§ EXERCISE DETAILS: Take the line that contains "Given the photo above, point to the railway" and each line after it in the material below, and transcribe them exactly, stopping at the end.

>> start

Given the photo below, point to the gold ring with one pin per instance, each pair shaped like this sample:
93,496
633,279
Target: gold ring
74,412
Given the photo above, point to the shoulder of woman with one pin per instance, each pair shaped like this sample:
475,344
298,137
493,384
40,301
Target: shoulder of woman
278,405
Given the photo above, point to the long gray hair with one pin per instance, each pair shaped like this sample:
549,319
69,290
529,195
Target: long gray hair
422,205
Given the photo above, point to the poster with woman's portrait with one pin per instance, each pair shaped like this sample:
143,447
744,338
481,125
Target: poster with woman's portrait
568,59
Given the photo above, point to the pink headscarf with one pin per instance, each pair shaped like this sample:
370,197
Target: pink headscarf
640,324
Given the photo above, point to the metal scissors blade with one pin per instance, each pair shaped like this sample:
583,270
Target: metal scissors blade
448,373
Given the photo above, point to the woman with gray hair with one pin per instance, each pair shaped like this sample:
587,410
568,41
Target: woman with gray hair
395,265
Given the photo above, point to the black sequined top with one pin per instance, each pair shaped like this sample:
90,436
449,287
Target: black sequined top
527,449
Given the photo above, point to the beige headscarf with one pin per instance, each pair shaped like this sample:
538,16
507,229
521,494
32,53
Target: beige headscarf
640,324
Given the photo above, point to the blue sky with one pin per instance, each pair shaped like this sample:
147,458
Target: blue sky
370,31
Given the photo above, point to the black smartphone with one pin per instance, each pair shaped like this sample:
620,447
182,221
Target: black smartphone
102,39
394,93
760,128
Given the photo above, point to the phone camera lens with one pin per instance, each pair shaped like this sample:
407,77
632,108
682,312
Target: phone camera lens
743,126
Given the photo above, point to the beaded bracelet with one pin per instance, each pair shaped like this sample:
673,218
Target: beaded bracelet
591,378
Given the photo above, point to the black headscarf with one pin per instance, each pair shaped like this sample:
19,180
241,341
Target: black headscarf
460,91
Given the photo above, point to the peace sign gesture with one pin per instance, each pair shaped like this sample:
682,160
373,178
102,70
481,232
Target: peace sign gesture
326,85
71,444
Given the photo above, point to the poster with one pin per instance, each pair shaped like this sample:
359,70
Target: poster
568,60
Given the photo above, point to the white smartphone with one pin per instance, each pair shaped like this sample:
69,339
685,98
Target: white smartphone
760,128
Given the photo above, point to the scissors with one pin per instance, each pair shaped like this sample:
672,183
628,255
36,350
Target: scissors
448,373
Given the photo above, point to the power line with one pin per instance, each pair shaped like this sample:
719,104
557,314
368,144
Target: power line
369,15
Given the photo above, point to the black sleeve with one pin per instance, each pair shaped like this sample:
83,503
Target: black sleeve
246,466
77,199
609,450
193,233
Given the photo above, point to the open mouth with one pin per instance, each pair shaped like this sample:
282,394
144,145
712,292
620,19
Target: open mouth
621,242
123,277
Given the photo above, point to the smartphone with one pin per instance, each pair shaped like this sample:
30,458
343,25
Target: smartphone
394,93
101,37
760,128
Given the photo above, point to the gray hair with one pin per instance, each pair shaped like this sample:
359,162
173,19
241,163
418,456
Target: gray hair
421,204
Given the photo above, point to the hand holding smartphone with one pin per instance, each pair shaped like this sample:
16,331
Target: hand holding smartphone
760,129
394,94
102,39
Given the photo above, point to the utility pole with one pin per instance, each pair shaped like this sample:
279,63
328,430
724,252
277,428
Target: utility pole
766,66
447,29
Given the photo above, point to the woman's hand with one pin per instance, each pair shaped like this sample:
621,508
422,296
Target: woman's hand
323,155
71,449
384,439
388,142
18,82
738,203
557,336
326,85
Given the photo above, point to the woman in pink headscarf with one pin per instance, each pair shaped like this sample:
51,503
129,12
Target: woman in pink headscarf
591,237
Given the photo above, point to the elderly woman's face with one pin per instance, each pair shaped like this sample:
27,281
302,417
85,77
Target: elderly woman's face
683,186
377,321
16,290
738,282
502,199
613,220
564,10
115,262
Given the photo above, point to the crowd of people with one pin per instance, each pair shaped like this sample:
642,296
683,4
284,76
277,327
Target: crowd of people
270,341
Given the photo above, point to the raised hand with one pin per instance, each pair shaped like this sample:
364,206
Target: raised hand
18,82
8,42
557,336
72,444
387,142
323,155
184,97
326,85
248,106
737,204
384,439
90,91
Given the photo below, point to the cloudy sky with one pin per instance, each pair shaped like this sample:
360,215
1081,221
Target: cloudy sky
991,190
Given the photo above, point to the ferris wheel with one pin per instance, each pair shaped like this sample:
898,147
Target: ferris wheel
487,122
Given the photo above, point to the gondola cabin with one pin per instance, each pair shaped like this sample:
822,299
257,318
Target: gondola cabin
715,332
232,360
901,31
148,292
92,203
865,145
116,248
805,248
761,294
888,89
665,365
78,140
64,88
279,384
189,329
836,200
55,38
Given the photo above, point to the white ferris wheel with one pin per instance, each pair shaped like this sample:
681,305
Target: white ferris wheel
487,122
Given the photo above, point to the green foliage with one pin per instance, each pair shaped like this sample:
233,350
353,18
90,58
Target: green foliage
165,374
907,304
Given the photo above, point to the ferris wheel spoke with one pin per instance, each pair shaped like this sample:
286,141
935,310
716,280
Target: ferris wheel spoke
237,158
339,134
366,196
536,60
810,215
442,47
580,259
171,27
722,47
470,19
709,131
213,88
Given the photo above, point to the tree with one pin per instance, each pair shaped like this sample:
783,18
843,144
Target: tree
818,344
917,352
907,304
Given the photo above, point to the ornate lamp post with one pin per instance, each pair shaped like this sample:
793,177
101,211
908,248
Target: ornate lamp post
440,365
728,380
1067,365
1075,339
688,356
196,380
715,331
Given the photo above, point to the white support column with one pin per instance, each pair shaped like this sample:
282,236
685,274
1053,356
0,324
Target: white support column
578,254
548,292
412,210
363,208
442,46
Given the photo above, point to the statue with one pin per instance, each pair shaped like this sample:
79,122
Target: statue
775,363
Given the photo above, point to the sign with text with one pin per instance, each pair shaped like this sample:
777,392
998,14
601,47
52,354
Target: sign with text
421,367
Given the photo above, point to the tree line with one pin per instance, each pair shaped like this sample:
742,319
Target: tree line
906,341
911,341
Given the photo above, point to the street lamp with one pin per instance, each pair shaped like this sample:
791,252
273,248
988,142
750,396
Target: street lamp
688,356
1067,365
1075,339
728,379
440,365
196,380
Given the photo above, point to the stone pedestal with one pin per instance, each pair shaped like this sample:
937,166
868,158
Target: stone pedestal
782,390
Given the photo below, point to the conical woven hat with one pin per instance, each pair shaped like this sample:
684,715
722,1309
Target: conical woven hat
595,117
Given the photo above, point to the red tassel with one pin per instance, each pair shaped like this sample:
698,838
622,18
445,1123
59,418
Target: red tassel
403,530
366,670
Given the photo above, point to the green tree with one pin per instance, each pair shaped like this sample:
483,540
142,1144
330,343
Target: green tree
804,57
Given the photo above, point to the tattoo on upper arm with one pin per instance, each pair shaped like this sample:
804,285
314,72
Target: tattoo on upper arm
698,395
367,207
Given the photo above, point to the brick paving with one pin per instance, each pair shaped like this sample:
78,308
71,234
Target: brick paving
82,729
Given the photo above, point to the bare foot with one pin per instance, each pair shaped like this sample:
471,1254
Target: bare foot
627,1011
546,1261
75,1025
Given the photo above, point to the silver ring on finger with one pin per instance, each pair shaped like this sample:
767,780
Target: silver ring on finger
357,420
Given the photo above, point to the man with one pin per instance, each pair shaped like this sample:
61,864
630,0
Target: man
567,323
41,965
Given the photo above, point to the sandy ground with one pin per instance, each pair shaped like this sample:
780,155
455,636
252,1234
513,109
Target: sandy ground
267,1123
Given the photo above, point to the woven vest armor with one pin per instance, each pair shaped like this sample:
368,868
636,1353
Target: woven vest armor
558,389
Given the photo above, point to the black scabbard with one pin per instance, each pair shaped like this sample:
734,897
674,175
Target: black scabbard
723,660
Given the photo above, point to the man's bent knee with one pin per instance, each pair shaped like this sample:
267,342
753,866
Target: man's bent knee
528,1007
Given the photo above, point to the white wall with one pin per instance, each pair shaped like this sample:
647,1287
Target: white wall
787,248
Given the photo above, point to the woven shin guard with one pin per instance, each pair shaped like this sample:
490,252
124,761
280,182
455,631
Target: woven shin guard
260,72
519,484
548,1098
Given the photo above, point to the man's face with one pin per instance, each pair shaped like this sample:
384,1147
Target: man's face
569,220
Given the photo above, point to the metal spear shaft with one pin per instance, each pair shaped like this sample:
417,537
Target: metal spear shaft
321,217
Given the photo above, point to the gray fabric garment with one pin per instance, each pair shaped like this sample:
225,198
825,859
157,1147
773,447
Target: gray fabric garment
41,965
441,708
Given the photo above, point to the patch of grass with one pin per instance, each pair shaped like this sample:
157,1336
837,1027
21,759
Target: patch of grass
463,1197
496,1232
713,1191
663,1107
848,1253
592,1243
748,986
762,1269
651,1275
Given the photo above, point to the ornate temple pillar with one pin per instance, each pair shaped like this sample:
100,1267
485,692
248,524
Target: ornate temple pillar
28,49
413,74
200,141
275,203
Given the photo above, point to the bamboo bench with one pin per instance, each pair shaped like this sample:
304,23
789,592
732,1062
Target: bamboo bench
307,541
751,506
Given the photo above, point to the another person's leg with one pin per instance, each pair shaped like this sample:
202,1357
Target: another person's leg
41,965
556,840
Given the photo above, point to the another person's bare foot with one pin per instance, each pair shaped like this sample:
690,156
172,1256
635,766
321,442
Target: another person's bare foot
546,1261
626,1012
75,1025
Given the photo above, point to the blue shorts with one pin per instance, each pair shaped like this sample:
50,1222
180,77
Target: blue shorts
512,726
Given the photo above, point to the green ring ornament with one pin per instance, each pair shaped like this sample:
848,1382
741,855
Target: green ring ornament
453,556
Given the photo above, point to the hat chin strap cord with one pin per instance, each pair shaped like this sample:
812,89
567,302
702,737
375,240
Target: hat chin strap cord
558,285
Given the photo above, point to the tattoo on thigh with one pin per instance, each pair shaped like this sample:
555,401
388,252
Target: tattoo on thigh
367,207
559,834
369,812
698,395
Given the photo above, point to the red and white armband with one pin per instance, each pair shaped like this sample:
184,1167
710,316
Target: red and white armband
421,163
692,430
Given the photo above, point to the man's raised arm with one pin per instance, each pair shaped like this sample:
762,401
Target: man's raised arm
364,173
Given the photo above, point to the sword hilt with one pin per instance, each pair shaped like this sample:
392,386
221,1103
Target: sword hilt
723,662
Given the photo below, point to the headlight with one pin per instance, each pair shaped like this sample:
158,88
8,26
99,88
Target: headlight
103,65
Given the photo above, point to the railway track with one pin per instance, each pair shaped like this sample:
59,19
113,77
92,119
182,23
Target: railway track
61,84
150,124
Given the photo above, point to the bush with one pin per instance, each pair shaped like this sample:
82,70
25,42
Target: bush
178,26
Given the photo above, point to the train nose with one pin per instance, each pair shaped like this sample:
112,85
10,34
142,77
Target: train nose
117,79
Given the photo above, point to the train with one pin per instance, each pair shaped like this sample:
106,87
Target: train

>> end

§ ANSWER TO THIS PROBLEM:
Given the photo above, point to the railway track with one pin per instance, each pair shaped like this sample:
59,19
113,77
92,119
182,23
Target: railway track
61,84
150,124
Given the photo above, point to the bush with one pin per instance, each pair shaped like this sample:
82,70
25,42
Target: bush
178,26
Given the photo above, point to the train nose with one pin per instance, each pair shaped like this sample:
112,85
10,34
142,77
Target: train nose
117,79
Given the photo above, point to the train with one pin per instance, each pair shaped like this sample:
106,87
Target: train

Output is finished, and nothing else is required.